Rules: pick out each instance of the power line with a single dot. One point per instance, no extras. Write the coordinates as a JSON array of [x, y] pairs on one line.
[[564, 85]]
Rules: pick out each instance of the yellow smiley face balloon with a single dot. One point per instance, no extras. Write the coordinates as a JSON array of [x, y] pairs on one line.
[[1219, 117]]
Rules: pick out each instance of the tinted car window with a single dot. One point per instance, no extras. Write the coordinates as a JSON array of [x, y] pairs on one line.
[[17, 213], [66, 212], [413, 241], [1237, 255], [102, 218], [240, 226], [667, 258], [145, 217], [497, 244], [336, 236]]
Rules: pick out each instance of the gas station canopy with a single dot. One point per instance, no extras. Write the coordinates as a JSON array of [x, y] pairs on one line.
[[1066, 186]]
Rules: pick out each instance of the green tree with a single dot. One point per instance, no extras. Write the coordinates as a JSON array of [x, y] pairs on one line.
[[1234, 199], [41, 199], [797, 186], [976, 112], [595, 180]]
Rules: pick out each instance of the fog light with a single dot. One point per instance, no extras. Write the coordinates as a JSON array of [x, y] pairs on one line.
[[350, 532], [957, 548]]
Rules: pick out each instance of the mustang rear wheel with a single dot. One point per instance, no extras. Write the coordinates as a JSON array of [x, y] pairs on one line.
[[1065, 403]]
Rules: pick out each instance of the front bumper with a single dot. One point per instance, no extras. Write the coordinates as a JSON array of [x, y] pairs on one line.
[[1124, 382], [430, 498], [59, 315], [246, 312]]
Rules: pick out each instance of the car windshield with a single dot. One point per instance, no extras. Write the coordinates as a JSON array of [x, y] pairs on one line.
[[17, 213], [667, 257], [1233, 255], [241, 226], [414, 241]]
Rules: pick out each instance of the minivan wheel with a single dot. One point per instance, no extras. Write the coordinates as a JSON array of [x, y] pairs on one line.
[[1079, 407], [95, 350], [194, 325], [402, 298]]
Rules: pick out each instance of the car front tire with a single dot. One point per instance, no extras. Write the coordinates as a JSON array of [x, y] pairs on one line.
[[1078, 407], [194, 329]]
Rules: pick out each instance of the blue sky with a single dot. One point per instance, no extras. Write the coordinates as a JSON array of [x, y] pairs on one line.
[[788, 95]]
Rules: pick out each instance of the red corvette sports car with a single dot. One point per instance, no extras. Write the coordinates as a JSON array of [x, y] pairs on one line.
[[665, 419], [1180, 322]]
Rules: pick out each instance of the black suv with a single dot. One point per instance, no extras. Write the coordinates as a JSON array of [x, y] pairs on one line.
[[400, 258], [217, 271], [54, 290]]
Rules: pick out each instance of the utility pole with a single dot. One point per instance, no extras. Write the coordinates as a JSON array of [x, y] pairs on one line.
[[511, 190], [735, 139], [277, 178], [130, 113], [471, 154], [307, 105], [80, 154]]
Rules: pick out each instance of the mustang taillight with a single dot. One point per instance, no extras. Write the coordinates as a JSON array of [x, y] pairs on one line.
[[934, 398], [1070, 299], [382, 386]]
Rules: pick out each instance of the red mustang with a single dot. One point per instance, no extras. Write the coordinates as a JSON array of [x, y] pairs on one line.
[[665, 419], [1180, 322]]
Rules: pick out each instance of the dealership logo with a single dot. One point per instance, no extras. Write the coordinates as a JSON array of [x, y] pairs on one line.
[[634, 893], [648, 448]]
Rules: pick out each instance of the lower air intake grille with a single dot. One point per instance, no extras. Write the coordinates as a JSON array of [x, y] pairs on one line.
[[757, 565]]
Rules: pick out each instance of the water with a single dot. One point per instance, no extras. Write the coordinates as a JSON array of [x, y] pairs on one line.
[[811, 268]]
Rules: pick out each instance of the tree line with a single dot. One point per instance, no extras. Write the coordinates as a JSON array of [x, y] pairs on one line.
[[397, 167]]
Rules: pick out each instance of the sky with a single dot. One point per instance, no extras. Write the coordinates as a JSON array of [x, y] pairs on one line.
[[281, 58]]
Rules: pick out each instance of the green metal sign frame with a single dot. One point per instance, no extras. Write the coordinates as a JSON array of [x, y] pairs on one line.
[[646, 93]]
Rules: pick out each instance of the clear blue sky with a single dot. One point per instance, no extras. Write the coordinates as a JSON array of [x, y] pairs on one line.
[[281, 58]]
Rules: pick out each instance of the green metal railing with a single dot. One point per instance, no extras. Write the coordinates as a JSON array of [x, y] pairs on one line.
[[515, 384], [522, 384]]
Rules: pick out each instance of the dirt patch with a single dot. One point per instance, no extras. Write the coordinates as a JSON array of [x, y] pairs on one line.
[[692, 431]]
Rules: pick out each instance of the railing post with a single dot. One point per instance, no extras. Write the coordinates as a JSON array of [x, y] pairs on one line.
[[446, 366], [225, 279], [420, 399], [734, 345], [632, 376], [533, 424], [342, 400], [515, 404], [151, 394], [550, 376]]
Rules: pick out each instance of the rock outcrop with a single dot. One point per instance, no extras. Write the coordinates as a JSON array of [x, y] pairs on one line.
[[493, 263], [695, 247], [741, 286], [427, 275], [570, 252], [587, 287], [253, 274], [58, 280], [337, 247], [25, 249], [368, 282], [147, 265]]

■ **WHAT THE EXERCISE ASKS**
Give the data back in full, matching it character for character.

■ **EXPECTED ANSWER**
Rules: pick out each instance of the power line with a single dot. One point per instance, no extras. Write the coordinates as a JSON array of [x, y] pairs on one line.
[[564, 85]]
Rules: pick out each instance of the yellow smiley face balloon with a single dot. One point per instance, no extras. Write the coordinates as a JSON array of [x, y] pairs on one line.
[[1219, 117]]
Rules: pick out each instance of the tinted car window with a single dot. One point per instance, no extras. Write the coordinates as a JSON array of [x, y] pairs on one line.
[[17, 213], [66, 212], [413, 241], [1237, 255], [102, 218], [240, 226], [667, 258], [145, 217], [497, 244], [336, 236]]
Rules: pick out each instance of the gas station canopy with a single dot. One point per instance, no extras. Write the coordinates as a JSON array of [x, y] pairs on one line.
[[1066, 186]]
Rules: pick out each instance of the green tree with a single dot. One point per instance, no extras. Write the coordinates as a JSON array of [x, y] pairs on one line.
[[1234, 199], [41, 199], [797, 186], [976, 112], [595, 180]]
Rules: pick out each instance of the fog light with a single dot. One point per instance, no extras. Write the coordinates as a JSON array of [x, y] pairs on one line.
[[350, 532], [957, 548]]
Rules: pick out each instance of the mustang rear wheel with a single dot. One point per instance, no extras. Write the coordinates as a JSON array of [x, y] pairs on one line.
[[1065, 403]]
Rules: pick out each instance of the front bumper with a single dot. One point per instance, no extras. Write the coordinates as a JSON array of [x, y] pairs on one line.
[[1124, 382], [430, 498], [59, 315], [246, 312]]
Rules: pick out each instance of the car windshield with a single dot. One point per instance, no extras. Write the coordinates as a JSON array of [x, y] pairs on one line.
[[17, 213], [667, 257], [1233, 255], [241, 226], [414, 241]]
Rules: pick out each instance of the minivan wheel with a single dot. One point per instance, no extras. Write the coordinates as a JSON array of [x, y] pairs on one line.
[[1079, 407], [95, 350], [194, 325], [402, 298]]
Rules: pick out each instance of the car front tire with a single dot. One point per instance, no extras. Write the coordinates as a JSON array of [x, y] pairs on one line.
[[1078, 407], [194, 329]]
Rules: pick out each instance of the blue sky with a single dot. One point per instance, no extras. Write the coordinates as a JSON array of [x, y] pairs on one line.
[[788, 95]]
Rules: pick out each instance of the red corvette sports car with a single dot. One point per instance, no extras. Write the coordinates as a JSON array of [x, y] pairs on one line.
[[665, 419], [1180, 322]]
Rules: pick out each instance of the black suv with a single dot. One point per instance, no extras. Write the coordinates as a JSON array of [x, y] pairs on one line.
[[400, 258], [217, 271], [54, 290]]
Rules: pick out each instance of the utility pole with a single dot. One point per instance, no extras. Write the coordinates as a JSON array of [x, y] pairs on one line.
[[511, 190], [735, 139], [277, 178], [130, 113], [471, 154], [307, 105], [80, 154]]
Rules: pick out each instance of the mustang taillight with a single dot. One point per instance, no extras. Write the coordinates as a JSON array of [x, y] pairs on one line.
[[934, 398], [1070, 299], [382, 386]]
Rules: pick out each instance of the red mustang with a single dot. One point per instance, no extras. Write the coordinates as a JSON array of [x, y] pairs on one line.
[[665, 419], [1180, 322]]
Rules: pick out each instance of the dealership logo with a single dot. One point per instance, no extras. Write the coordinates as a JSON array of [x, y] pairs on one line.
[[634, 893], [648, 448]]
Rules: pick out each instance of the lower air intake grille with a single dot. One point per instance, no extras. Write the coordinates as a JSON array of [x, y] pairs on one line.
[[757, 565]]
Rules: pick out each instance of the water with a single dot. One point per instance, no extras. Write the coordinates as a JSON array of [x, y] pairs on one line.
[[811, 268]]
Rules: pick out each instance of the tree line with a single dot. One point per instance, no extras. Write the coordinates as a JSON array of [x, y] pairs on one line.
[[397, 167]]
Rules: pick out each instance of the sky with a single dot. One point per instance, no extras. Write the coordinates as a JSON array of [x, y] pairs on one line.
[[281, 58]]
Rules: pick out each instance of the green metal sign frame with a single dot. One point per instance, no extras. Write the coordinates as a JSON array of [x, y] pairs on one line.
[[646, 93]]
Rules: pick out each instance of the clear blue sky with a single dot. One point per instance, no extras. Write the coordinates as a JSON array of [x, y] pairs on one line.
[[281, 58]]
Rules: pick out each instance of the green metal railing with a single dot. One point per instance, no extras. Write the coordinates as a JSON array of [x, y] pairs on one line.
[[515, 384], [522, 384]]
Rules: pick out each instance of the dirt patch with a single dot. One point per instance, no extras. Write the coordinates as a JSON array of [x, y] pairs on one line.
[[692, 431]]
Rules: pick out each instance of the railing post with a single dot. One point per instance, no extras. Write the coordinates as a JSON array of [x, y] pairs on one line.
[[446, 366], [225, 279], [420, 399], [734, 345], [632, 376], [533, 424], [342, 400], [515, 404], [151, 394], [550, 376]]
Rules: pick out each instance of the rock outcrop with a single dot. One point per instance, no extras. Write the coordinates as a JSON array of [x, y] pairs on one line.
[[493, 263], [695, 247], [741, 286], [427, 275], [570, 252], [587, 287], [253, 274], [58, 280], [337, 247], [25, 249], [368, 282], [147, 265]]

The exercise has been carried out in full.